(Beginning of RECORDED INFORMATION)

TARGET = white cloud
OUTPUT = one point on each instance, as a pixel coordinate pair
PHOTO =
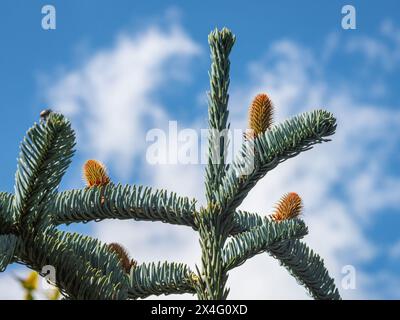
(112, 93)
(112, 97)
(384, 51)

(End of RECORDED INFORMATION)

• ASSIGNED TASK: An exact copy of the listing is required; return it without any pictures.

• EXERCISE ANSWER:
TARGET = white cloud
OUTPUT = one point on each instance, as a pixel coordinate pair
PHOTO =
(112, 93)
(112, 97)
(384, 51)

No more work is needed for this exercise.